=== Section Start ===

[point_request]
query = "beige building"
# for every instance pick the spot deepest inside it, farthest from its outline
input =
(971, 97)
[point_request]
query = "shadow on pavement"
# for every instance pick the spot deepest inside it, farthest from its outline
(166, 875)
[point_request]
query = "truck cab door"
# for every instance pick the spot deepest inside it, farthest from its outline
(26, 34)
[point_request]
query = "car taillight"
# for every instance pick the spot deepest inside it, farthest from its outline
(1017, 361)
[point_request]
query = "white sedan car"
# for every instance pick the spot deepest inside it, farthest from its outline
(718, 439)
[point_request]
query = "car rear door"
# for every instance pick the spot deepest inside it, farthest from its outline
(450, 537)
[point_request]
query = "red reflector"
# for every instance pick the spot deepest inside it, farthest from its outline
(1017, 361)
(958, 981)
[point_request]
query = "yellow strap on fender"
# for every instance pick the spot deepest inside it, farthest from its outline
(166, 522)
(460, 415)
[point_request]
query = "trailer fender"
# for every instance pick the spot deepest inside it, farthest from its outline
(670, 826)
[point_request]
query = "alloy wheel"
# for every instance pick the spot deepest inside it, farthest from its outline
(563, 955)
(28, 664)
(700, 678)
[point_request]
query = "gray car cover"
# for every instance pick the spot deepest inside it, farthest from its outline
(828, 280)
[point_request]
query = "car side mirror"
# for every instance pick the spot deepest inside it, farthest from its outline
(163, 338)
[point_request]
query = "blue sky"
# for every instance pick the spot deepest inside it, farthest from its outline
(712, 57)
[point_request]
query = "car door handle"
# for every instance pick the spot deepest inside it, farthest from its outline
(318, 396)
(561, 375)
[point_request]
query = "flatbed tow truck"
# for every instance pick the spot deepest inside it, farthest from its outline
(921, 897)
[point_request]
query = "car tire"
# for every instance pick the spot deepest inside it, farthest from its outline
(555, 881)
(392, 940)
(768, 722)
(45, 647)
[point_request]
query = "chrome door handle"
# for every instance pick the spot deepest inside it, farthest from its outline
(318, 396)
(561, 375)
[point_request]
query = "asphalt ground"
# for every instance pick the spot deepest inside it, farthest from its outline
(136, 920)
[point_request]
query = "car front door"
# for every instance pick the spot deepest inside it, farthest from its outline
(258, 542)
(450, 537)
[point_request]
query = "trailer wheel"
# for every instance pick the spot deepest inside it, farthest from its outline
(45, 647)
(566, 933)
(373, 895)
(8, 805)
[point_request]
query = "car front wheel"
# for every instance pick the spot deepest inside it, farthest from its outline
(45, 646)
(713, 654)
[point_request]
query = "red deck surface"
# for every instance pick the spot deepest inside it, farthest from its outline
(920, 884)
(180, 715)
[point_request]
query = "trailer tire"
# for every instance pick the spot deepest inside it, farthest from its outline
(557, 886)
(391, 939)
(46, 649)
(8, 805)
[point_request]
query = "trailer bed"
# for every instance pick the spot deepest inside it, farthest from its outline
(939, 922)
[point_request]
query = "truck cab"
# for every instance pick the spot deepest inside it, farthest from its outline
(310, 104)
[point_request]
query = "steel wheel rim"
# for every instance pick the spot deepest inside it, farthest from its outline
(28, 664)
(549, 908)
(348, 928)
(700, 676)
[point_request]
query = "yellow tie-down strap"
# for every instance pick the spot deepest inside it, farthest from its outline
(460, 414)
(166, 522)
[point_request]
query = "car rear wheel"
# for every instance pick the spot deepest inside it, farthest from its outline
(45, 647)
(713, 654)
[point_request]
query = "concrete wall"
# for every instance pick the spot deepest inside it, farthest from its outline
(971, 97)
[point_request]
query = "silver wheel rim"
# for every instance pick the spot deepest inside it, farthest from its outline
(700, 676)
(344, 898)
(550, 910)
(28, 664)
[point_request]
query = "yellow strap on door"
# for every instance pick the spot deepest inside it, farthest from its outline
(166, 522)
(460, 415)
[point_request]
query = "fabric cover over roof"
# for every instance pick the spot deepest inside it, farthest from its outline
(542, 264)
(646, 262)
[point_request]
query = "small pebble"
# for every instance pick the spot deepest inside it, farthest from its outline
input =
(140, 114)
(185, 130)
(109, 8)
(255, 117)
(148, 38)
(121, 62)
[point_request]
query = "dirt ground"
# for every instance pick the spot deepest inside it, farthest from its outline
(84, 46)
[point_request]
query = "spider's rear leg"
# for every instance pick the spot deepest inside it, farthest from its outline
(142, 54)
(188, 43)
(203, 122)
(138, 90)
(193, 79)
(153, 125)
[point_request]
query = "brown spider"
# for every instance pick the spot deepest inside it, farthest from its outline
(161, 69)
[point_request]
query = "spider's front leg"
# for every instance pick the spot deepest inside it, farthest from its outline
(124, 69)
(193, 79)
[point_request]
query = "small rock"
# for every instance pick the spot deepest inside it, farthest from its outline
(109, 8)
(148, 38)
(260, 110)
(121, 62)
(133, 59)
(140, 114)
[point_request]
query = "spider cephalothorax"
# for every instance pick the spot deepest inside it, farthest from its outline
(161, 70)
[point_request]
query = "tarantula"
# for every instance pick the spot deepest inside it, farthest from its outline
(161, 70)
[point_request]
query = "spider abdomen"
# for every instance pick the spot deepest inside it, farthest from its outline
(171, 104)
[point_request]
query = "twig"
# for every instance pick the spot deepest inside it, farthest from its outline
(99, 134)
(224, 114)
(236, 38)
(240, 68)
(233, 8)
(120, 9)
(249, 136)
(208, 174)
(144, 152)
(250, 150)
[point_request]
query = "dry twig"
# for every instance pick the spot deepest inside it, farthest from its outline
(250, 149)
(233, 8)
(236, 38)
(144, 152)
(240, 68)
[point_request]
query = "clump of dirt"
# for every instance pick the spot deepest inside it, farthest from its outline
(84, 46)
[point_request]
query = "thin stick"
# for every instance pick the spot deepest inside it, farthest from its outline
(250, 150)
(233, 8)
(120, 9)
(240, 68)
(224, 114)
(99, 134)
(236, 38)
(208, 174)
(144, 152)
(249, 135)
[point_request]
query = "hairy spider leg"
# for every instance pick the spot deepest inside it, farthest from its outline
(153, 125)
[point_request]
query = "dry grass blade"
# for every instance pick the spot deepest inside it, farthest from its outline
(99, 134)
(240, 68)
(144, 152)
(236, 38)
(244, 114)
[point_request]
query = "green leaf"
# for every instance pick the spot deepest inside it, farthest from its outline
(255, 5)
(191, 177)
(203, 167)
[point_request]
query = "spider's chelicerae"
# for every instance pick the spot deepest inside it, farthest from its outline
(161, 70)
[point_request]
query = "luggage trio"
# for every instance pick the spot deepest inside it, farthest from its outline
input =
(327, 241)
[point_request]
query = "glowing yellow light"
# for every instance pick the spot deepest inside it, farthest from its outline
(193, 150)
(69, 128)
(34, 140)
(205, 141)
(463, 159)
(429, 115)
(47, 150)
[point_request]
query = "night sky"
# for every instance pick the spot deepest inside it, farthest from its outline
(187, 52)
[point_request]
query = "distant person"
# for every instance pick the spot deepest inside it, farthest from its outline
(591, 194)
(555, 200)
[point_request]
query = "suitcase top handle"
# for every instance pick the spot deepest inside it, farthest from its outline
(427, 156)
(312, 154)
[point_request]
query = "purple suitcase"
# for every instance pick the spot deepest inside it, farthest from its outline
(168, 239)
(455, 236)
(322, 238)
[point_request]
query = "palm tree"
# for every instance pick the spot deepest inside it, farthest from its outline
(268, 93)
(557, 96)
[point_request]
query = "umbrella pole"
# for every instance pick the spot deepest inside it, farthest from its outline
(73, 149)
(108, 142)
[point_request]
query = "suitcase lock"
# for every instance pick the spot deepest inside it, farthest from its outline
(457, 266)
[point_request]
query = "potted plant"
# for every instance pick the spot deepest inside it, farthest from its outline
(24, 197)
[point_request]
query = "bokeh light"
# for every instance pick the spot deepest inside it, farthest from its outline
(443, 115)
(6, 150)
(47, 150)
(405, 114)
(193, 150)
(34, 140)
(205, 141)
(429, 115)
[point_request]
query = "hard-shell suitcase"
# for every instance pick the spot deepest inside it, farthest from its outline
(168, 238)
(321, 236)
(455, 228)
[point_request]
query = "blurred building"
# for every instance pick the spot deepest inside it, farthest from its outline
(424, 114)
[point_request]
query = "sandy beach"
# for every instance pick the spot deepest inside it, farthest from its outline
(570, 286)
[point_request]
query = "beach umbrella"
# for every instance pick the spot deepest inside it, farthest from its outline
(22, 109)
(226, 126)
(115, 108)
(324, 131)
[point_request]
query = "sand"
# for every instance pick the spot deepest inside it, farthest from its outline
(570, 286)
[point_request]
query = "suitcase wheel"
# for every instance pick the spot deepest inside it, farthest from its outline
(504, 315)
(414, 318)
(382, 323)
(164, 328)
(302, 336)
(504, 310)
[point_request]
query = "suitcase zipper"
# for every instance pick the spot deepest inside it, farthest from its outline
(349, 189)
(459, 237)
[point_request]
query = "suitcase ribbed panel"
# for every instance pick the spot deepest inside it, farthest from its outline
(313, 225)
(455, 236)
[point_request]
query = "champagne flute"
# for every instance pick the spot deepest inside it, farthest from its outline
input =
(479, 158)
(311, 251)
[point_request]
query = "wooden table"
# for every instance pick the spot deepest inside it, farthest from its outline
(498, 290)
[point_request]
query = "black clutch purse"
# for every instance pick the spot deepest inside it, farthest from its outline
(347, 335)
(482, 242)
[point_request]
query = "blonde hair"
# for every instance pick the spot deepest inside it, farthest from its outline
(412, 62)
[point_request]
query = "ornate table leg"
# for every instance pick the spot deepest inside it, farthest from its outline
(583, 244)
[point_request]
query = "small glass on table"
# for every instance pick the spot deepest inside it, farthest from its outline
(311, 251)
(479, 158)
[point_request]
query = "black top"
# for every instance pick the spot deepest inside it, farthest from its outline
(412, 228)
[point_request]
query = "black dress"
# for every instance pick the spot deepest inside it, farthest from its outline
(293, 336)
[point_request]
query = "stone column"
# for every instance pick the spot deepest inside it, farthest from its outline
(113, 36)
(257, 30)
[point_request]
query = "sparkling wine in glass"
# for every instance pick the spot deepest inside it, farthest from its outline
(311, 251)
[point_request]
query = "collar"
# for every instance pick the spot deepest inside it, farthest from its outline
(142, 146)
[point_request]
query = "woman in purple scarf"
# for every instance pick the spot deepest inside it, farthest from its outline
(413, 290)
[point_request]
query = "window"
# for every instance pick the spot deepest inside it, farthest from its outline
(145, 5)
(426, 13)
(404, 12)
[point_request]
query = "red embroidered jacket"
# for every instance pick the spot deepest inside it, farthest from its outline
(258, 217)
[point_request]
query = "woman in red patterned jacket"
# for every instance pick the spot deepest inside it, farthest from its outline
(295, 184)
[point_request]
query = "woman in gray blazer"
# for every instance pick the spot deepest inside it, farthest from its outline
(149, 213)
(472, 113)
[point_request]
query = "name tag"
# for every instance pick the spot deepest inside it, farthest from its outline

=== Section End ===

# What the exercise asks:
Scan the lines above for the word "spider" and copy every one where it occurs.

# Written response:
query = "spider's rear leg"
query = "brown spider"
query = "spider's front leg"
query = "spider cephalothorax"
query = "spider abdomen"
query = "hairy spider leg"
query = "spider's chelicerae"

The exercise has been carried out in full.